=== WRITTEN TASK ===
Copy the rows starting at the line containing "query (the noun phrase to segment): red" and ending at the line containing "POLYGON ((162 49, 164", and give back only those lines, unchanged.
::::::
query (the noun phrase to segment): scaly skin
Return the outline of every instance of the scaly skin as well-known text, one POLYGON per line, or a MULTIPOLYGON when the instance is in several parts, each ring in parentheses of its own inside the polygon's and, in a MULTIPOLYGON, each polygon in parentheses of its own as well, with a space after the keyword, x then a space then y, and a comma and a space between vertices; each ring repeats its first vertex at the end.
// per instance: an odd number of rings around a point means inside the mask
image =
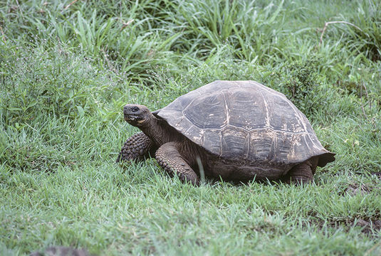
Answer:
POLYGON ((199 185, 197 174, 187 164, 177 150, 176 142, 167 142, 156 151, 156 160, 170 176, 177 175, 182 182, 199 185))
POLYGON ((152 141, 144 133, 138 132, 131 136, 125 142, 118 156, 116 162, 120 161, 143 160, 150 153, 155 152, 152 141))
POLYGON ((311 183, 318 165, 318 158, 313 157, 293 166, 283 180, 287 183, 299 185, 311 183))

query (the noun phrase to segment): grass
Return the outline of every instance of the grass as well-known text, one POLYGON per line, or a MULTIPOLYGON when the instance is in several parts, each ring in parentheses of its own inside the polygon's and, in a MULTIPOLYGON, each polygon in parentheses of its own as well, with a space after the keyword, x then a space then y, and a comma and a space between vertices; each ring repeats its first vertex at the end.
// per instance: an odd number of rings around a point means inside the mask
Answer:
POLYGON ((0 0, 1 255, 381 253, 377 1, 71 2, 0 0), (115 164, 125 104, 215 80, 285 93, 337 160, 298 187, 115 164))

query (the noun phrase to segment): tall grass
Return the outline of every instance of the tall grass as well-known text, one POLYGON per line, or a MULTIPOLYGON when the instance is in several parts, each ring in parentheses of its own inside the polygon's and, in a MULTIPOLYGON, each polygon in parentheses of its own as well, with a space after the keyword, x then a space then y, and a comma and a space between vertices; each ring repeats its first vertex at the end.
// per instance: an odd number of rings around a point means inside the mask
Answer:
POLYGON ((380 253, 377 1, 0 0, 0 255, 380 253), (322 42, 320 38, 326 22, 322 42), (215 80, 285 93, 336 161, 296 187, 115 164, 126 103, 215 80))

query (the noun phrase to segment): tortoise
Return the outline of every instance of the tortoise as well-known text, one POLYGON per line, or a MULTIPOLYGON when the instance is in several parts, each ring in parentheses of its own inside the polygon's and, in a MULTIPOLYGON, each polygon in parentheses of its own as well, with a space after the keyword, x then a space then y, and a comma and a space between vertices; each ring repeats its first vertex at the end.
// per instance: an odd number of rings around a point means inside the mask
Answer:
POLYGON ((154 155, 171 176, 199 184, 200 171, 224 181, 313 181, 335 160, 306 116, 286 97, 255 81, 217 80, 150 112, 127 104, 124 118, 142 132, 117 159, 154 155))

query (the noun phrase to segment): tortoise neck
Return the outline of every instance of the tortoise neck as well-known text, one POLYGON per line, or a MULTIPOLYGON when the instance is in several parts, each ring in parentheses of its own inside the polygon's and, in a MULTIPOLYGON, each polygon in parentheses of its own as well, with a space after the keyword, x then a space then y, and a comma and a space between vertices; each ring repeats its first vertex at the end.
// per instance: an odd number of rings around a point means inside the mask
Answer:
POLYGON ((178 132, 174 128, 169 126, 165 120, 156 118, 153 114, 150 120, 139 126, 139 129, 158 146, 177 140, 176 137, 178 132))

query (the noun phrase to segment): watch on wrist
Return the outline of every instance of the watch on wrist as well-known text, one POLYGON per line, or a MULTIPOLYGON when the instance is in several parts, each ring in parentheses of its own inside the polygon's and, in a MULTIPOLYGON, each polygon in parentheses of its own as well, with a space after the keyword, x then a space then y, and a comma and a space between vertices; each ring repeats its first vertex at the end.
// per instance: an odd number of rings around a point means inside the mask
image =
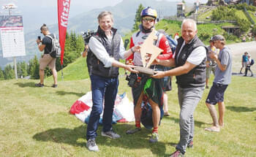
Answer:
POLYGON ((133 50, 133 47, 131 48, 131 51, 132 51, 132 53, 135 53, 135 51, 133 50))

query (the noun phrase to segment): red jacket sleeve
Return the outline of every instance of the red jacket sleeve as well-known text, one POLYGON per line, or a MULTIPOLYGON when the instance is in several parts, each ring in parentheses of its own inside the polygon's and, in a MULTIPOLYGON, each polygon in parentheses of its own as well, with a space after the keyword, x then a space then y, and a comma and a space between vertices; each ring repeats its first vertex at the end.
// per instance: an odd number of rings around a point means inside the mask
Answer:
MULTIPOLYGON (((135 46, 135 44, 133 43, 132 37, 131 37, 130 40, 131 40, 131 42, 129 44, 129 48, 132 48, 132 47, 135 46)), ((131 55, 129 55, 127 58, 126 58, 126 61, 129 61, 129 59, 133 60, 133 53, 131 55)))
POLYGON ((162 49, 164 51, 158 55, 157 58, 161 60, 167 60, 173 57, 172 50, 170 49, 169 42, 165 35, 162 37, 159 41, 159 47, 162 49))

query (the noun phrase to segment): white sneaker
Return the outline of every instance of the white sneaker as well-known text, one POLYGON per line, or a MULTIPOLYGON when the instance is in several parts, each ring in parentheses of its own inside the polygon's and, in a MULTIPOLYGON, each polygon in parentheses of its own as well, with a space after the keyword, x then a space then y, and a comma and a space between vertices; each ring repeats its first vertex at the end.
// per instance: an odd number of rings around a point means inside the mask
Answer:
POLYGON ((111 139, 117 139, 117 138, 120 137, 120 135, 115 133, 113 130, 110 130, 110 131, 107 131, 107 132, 102 131, 102 137, 108 137, 111 138, 111 139))
POLYGON ((99 148, 98 148, 98 146, 96 145, 95 139, 89 139, 87 141, 86 147, 91 151, 95 151, 95 152, 99 151, 99 148))

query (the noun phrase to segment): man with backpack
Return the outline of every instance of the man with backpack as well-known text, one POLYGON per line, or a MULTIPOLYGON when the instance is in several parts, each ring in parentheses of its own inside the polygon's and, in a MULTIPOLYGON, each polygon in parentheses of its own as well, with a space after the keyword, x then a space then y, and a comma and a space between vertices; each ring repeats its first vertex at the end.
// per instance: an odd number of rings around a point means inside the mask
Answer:
POLYGON ((253 73, 251 70, 251 66, 252 66, 255 64, 255 60, 251 58, 251 55, 249 54, 247 55, 248 56, 248 64, 245 69, 244 72, 244 77, 247 76, 248 70, 251 72, 251 77, 253 77, 253 73))
POLYGON ((40 82, 36 83, 36 87, 44 87, 44 77, 45 77, 45 69, 47 66, 51 69, 53 73, 53 77, 54 83, 51 87, 57 88, 57 72, 56 69, 56 58, 53 58, 50 55, 53 49, 53 38, 56 38, 56 36, 53 34, 50 34, 48 28, 45 24, 43 24, 41 28, 41 33, 45 36, 45 37, 41 40, 39 38, 37 39, 37 43, 38 45, 38 49, 39 51, 44 50, 44 54, 42 55, 42 58, 39 60, 39 77, 40 82))
MULTIPOLYGON (((130 47, 142 45, 148 36, 153 31, 157 37, 154 45, 163 50, 162 54, 158 56, 159 59, 169 59, 172 57, 172 51, 169 43, 163 34, 160 34, 154 29, 157 12, 150 7, 143 9, 140 12, 141 24, 139 26, 140 31, 133 34, 131 38, 130 47)), ((153 44, 153 43, 152 43, 153 44)), ((129 59, 133 61, 135 66, 143 66, 143 61, 140 53, 135 52, 129 59)), ((151 65, 151 69, 163 70, 164 66, 159 65, 151 65)), ((142 114, 141 104, 143 102, 145 104, 150 104, 152 113, 150 115, 153 120, 153 130, 150 142, 157 142, 159 140, 158 126, 161 118, 161 111, 163 107, 163 83, 162 79, 151 78, 148 75, 139 73, 132 74, 132 80, 135 80, 134 85, 131 85, 129 80, 129 85, 132 87, 132 93, 135 104, 134 114, 135 117, 135 126, 126 133, 132 134, 141 130, 140 122, 143 124, 143 117, 142 114)), ((147 107, 147 105, 144 105, 147 107)), ((144 108, 143 108, 144 109, 144 108)), ((144 125, 144 124, 143 124, 144 125)), ((147 125, 144 125, 146 126, 147 125)), ((147 126, 146 126, 147 127, 147 126)), ((147 127, 148 128, 148 127, 147 127)))

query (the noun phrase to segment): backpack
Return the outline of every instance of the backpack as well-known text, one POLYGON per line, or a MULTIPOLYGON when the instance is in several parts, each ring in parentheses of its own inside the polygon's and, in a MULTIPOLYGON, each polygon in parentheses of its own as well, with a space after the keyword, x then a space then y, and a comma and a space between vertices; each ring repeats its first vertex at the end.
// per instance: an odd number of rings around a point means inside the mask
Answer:
POLYGON ((251 63, 250 63, 250 66, 252 66, 253 64, 255 64, 255 60, 252 59, 251 63))
POLYGON ((61 56, 61 49, 56 35, 53 34, 53 38, 50 35, 46 35, 45 37, 49 37, 52 42, 51 51, 49 53, 50 55, 52 58, 59 58, 61 56))

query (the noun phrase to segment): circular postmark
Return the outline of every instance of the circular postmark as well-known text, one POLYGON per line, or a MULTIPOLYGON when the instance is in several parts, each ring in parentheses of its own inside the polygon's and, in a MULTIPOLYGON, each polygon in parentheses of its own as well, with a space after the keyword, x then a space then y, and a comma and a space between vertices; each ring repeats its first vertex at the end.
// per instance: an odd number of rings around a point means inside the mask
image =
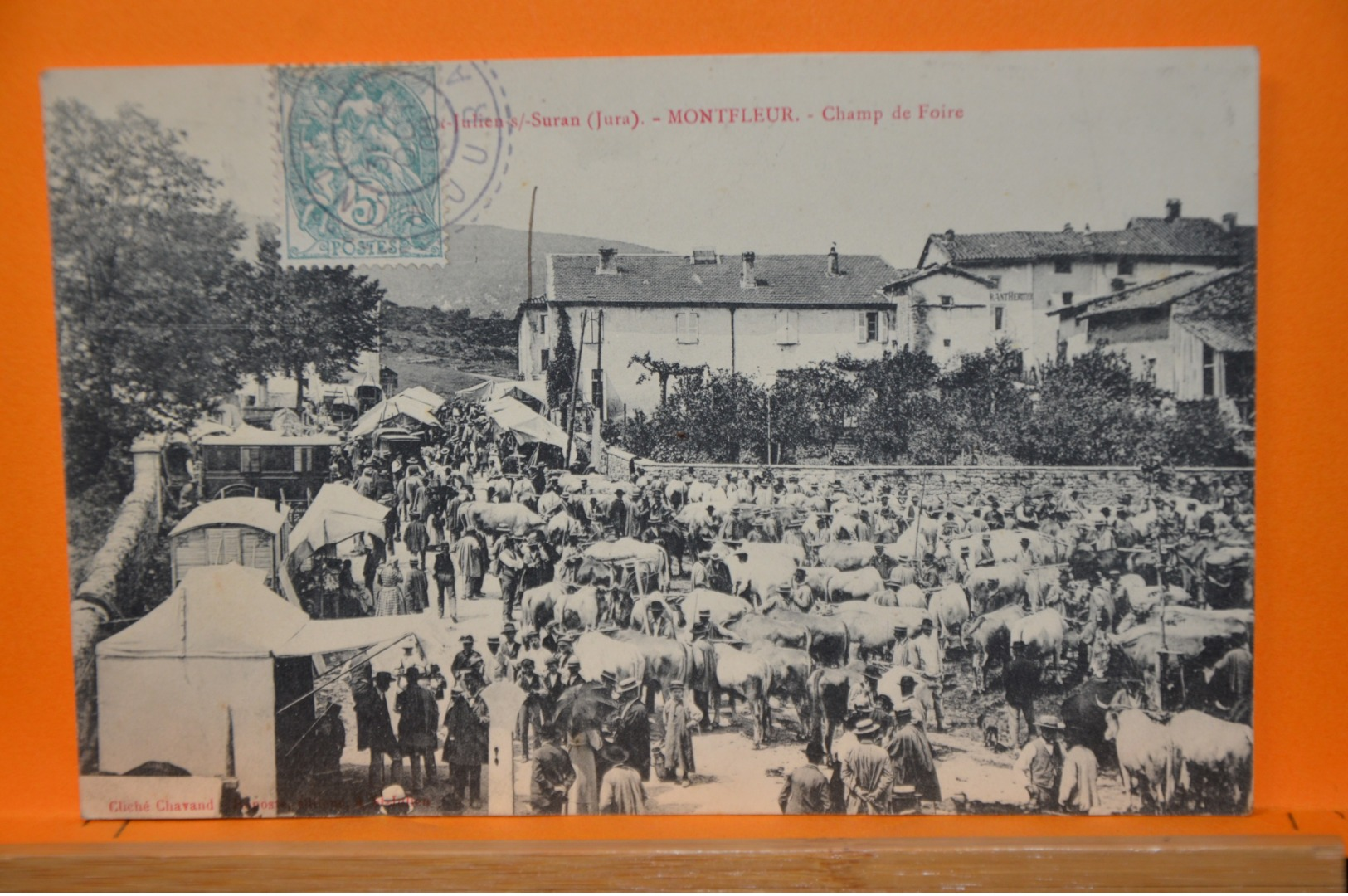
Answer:
POLYGON ((443 257, 500 190, 510 108, 485 63, 282 70, 290 259, 443 257))

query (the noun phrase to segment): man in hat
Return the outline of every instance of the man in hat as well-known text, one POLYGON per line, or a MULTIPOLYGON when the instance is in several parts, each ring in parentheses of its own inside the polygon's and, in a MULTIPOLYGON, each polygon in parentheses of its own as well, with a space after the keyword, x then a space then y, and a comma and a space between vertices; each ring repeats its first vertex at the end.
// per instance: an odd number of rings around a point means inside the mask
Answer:
POLYGON ((423 763, 427 783, 434 784, 439 777, 435 768, 439 707, 435 695, 422 687, 421 670, 415 666, 407 668, 407 687, 399 691, 394 709, 398 711, 398 742, 412 763, 412 791, 421 792, 423 763))
POLYGON ((465 601, 483 596, 483 577, 487 574, 487 554, 472 524, 464 536, 449 547, 454 561, 454 593, 465 601))
POLYGON ((824 745, 811 740, 805 745, 805 765, 786 776, 776 804, 783 815, 826 815, 836 812, 829 787, 832 768, 824 745))
POLYGON ((449 709, 445 710, 445 752, 449 763, 450 811, 466 803, 483 807, 483 765, 487 764, 487 705, 476 695, 472 683, 454 682, 449 709))
POLYGON ((698 551, 697 559, 693 561, 693 566, 689 569, 689 587, 706 587, 708 574, 706 565, 712 559, 710 551, 698 551))
POLYGON ((1011 728, 1011 746, 1020 745, 1020 732, 1030 736, 1034 722, 1034 701, 1039 695, 1039 664, 1027 656, 1023 640, 1011 643, 1011 662, 1002 672, 1007 693, 1007 714, 1011 728))
POLYGON ((430 585, 426 581, 426 573, 415 556, 407 561, 407 582, 403 585, 407 591, 407 612, 423 613, 430 606, 430 585))
POLYGON ((604 815, 644 815, 646 788, 627 750, 611 744, 604 748, 601 757, 608 771, 599 787, 599 811, 604 815))
POLYGON ((441 544, 435 552, 431 566, 435 577, 435 605, 439 608, 439 617, 445 618, 446 609, 452 621, 458 621, 458 593, 454 590, 454 558, 448 544, 441 544), (449 591, 449 606, 446 608, 445 591, 449 591))
POLYGON ((530 729, 532 728, 534 746, 537 748, 541 737, 539 732, 543 729, 543 705, 547 701, 547 689, 543 686, 543 679, 534 670, 532 658, 526 656, 519 662, 519 674, 515 676, 515 684, 519 686, 519 690, 524 691, 524 702, 520 703, 515 718, 515 734, 519 737, 519 749, 527 763, 530 729))
POLYGON ((515 635, 519 633, 519 628, 512 620, 507 620, 501 625, 501 652, 511 658, 511 660, 518 660, 520 651, 524 645, 515 640, 515 635))
POLYGON ((1034 550, 1034 546, 1030 543, 1029 536, 1022 536, 1020 547, 1019 550, 1016 550, 1015 554, 1015 565, 1019 566, 1022 570, 1029 571, 1030 567, 1039 566, 1042 562, 1043 558, 1041 558, 1039 552, 1034 550))
POLYGON ((496 555, 496 578, 501 583, 501 618, 507 622, 515 614, 519 604, 519 581, 524 574, 524 558, 519 554, 519 539, 514 535, 501 538, 503 547, 496 555))
POLYGON ((894 732, 886 749, 894 767, 894 783, 907 784, 917 791, 918 799, 941 802, 941 780, 936 773, 936 756, 931 741, 921 725, 913 721, 913 710, 894 710, 894 732))
MULTIPOLYGON (((678 637, 678 627, 665 612, 665 602, 652 598, 646 604, 646 617, 642 620, 643 631, 654 637, 678 637)), ((634 757, 635 761, 635 757, 634 757)))
POLYGON ((487 662, 483 655, 473 649, 473 636, 464 635, 458 639, 460 648, 454 659, 449 663, 449 672, 456 680, 472 678, 480 684, 487 683, 487 662))
POLYGON ((643 781, 651 780, 651 719, 642 703, 642 683, 635 678, 624 679, 617 686, 620 709, 613 721, 615 746, 627 752, 632 768, 643 781))
POLYGON ((1062 773, 1062 748, 1058 745, 1062 722, 1057 715, 1041 715, 1034 726, 1038 734, 1020 750, 1015 771, 1024 775, 1024 790, 1034 808, 1055 808, 1062 773))
POLYGON ((909 639, 909 659, 914 660, 910 666, 926 676, 931 689, 931 706, 936 710, 936 730, 944 730, 945 703, 941 694, 945 690, 945 649, 936 635, 930 610, 922 613, 922 628, 918 629, 918 635, 909 639))
POLYGON ((693 667, 687 683, 693 689, 693 703, 702 713, 702 728, 716 728, 721 714, 721 694, 716 678, 716 644, 712 635, 720 633, 720 627, 712 622, 712 610, 698 610, 693 622, 693 667))
POLYGON ((890 808, 894 768, 890 755, 875 740, 880 726, 863 718, 853 732, 856 745, 842 756, 842 787, 848 815, 883 815, 890 808))
POLYGON ((913 672, 903 672, 899 678, 899 702, 895 710, 906 709, 913 713, 913 724, 923 730, 936 722, 936 707, 931 705, 931 689, 918 687, 918 676, 913 672))
POLYGON ((515 676, 510 656, 501 651, 501 639, 496 635, 487 636, 485 659, 491 664, 493 682, 506 682, 515 676))
POLYGON ((576 783, 572 757, 558 746, 557 729, 551 725, 538 733, 543 745, 534 753, 534 773, 530 777, 528 802, 535 815, 561 815, 566 798, 576 783))
POLYGON ((665 768, 674 775, 681 787, 687 787, 692 781, 689 775, 697 771, 693 761, 693 725, 687 713, 687 703, 683 702, 683 683, 670 683, 670 698, 665 701, 662 711, 665 722, 665 741, 662 755, 665 768))
POLYGON ((1100 794, 1096 790, 1100 765, 1095 752, 1085 745, 1080 728, 1064 729, 1062 742, 1068 752, 1062 757, 1058 806, 1072 815, 1089 815, 1100 804, 1100 794))
POLYGON ((384 786, 384 756, 388 757, 388 779, 398 783, 403 777, 403 755, 394 734, 388 714, 388 687, 394 676, 376 672, 371 676, 369 663, 363 663, 352 675, 352 698, 356 703, 356 749, 369 750, 369 784, 384 786))
MULTIPOLYGON (((406 480, 403 480, 406 482, 406 480)), ((426 563, 426 548, 430 547, 430 532, 426 530, 426 524, 419 516, 412 515, 407 523, 403 524, 403 547, 407 552, 426 563)))
POLYGON ((581 678, 581 659, 573 655, 566 659, 566 680, 562 682, 562 690, 584 683, 585 679, 581 678))
POLYGON ((984 532, 979 536, 979 543, 973 550, 973 566, 996 566, 998 558, 992 552, 992 534, 984 532))
POLYGON ((557 659, 555 653, 543 660, 543 690, 547 694, 543 703, 543 718, 553 718, 557 698, 566 690, 566 684, 562 683, 561 660, 557 659))

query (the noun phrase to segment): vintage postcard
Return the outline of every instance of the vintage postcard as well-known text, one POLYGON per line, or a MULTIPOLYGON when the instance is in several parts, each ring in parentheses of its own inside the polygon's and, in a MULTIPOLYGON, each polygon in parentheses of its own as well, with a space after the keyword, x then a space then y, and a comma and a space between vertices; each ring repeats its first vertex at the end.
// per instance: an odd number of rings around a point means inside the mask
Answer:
::::::
=== EXERCISE ANSWER ===
query (the noun phrase to segment): red jacket sleeve
Return the outline of every instance of the red jacket sleeve as well-known text, one POLYGON per line, or a MULTIPOLYGON when the instance is in several parts, each ring in parentheses of its own inside the polygon's and, in a MULTIPOLYGON, each polygon in parentheses of its own as well, with a space after the keyword, x then a space then y, and a comma and a space between vertices; each ring repeats its first vertex at the end.
// per instance: an odd number of rings around a point means inside the mask
Answer:
MULTIPOLYGON (((135 46, 135 44, 133 43, 132 37, 131 37, 130 40, 131 40, 131 42, 129 44, 129 48, 132 48, 132 47, 135 46)), ((131 55, 129 55, 127 58, 126 58, 126 61, 129 61, 129 59, 133 60, 133 53, 131 55)))
POLYGON ((162 49, 164 51, 158 55, 157 58, 161 60, 167 60, 173 57, 172 50, 170 49, 169 42, 165 35, 162 37, 159 41, 159 47, 162 49))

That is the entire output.